> **Exercise text**
● ● ● ● ●
And this attitude is spread by those who hate on both the misoginist right, purging trans men and women from any position in 'respectable society', and the radical feminist left, denying us, now already marginalized, safe spaces in which we can live our lives authentically. Take the following quotation written by a columnist based in Toronto:
"Some fundamental points. There is no such thing as a transsexual. There is no such thing as a man in a women s body or a woman in a man s body. There are, however, some very sick people whose deep mental illness deserves our compassion and care. Any man who wants to have his genitals surgically removed and some grotesque imitation of a female organ put in its place requires years of therapy and medication. Or, frankly, needs to put in hard weeks work fifty times a year so that he stops concocting neurotic nightmares and gets with leading a meaningful life."
And compare it with another, written by another Toronto columnist.
"What makes a woman? If a man cuts off his penis, pumps himself full of hormones, gets silicone breasts and electrolysis, and stuffs his feet into high heels, is he/she a woman?
[...]
Being female is a complicated mixture of physiology, cultural conditioning and lived experience - or even, as one academic thesis would have it, "a political category created through oppression.'' Out of politeness, I'd be willing to call that surgically altered person a woman and use the feminine pronoun. But a part of me will always feel outraged that "woman'' could be defined as an outward set of physical characteristics - lack of penis, fake breasts - along with an ultra-sexist "female impersonator'' style of clothing and gesture."
● ● ● ● ●
Dataset items
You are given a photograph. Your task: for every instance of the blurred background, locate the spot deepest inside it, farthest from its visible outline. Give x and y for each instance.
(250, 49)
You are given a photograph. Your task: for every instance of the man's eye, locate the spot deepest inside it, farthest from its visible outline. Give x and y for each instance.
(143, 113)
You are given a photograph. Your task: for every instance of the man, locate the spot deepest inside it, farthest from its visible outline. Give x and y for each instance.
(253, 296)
● ● ● ● ●
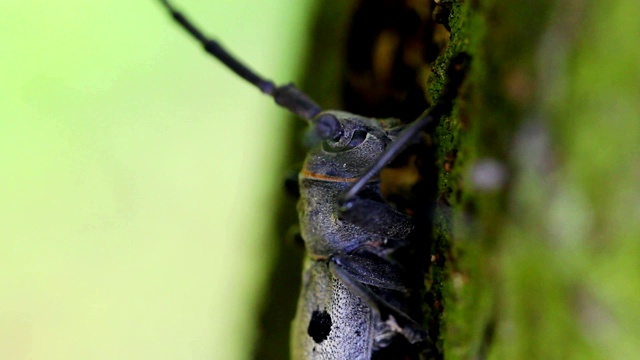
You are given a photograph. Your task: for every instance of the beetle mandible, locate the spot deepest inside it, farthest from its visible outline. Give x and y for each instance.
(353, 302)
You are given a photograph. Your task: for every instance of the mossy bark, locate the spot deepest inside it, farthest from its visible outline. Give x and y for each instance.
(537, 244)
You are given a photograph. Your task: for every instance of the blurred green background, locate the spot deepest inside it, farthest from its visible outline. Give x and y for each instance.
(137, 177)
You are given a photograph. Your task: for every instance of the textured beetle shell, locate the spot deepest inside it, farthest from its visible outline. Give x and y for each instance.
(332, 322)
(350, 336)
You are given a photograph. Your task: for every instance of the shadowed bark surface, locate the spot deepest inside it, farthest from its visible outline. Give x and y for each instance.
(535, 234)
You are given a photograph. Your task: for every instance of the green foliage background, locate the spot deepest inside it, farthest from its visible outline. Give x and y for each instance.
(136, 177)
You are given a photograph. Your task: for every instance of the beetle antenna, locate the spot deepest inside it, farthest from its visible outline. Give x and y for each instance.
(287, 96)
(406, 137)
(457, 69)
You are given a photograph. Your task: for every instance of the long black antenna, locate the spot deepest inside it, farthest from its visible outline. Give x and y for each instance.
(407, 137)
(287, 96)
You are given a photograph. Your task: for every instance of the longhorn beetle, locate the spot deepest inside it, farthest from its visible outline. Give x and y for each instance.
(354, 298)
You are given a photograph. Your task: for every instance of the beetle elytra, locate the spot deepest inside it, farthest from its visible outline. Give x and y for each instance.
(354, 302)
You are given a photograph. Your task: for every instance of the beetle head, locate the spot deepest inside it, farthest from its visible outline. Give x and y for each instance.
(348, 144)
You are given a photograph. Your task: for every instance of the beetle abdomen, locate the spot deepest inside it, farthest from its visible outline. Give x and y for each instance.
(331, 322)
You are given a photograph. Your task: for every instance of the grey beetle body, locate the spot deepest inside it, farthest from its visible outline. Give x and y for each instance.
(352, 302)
● ● ● ● ●
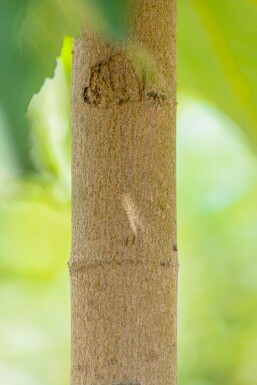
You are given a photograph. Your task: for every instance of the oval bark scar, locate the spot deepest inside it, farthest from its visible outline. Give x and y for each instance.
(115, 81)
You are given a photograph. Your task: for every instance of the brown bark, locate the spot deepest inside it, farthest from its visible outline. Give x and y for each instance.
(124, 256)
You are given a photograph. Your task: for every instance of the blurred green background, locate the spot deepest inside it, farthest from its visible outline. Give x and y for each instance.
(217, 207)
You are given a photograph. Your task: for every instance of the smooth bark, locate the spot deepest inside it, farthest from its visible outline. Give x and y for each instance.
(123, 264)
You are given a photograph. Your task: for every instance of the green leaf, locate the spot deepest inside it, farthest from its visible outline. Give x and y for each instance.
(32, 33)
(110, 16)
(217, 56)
● ● ● ● ●
> **What you need to do**
1: According to the commentary on two Toronto columnists, what does the second columnist say being female is a complicated mixture of?
2: Say whether each statement agrees with the commentary on two Toronto columnists: (a) Both quoted columnists are based in Toronto. (b) The second columnist refuses to use the feminine pronoun for a surgically altered person. (c) The first quotation states that there is no such thing as a transsexual.

> **Answers to this exercise**
1: Physiology, cultural conditioning and lived experience.

2:
(a) Yes: "written by a columnist based in Toronto" and "written by another Toronto columnist."
(b) No: "Out of politeness, I'd be willing to call that surgically altered person a woman and use the feminine pronoun."
(c) Yes: "There is no such thing as a transsexual."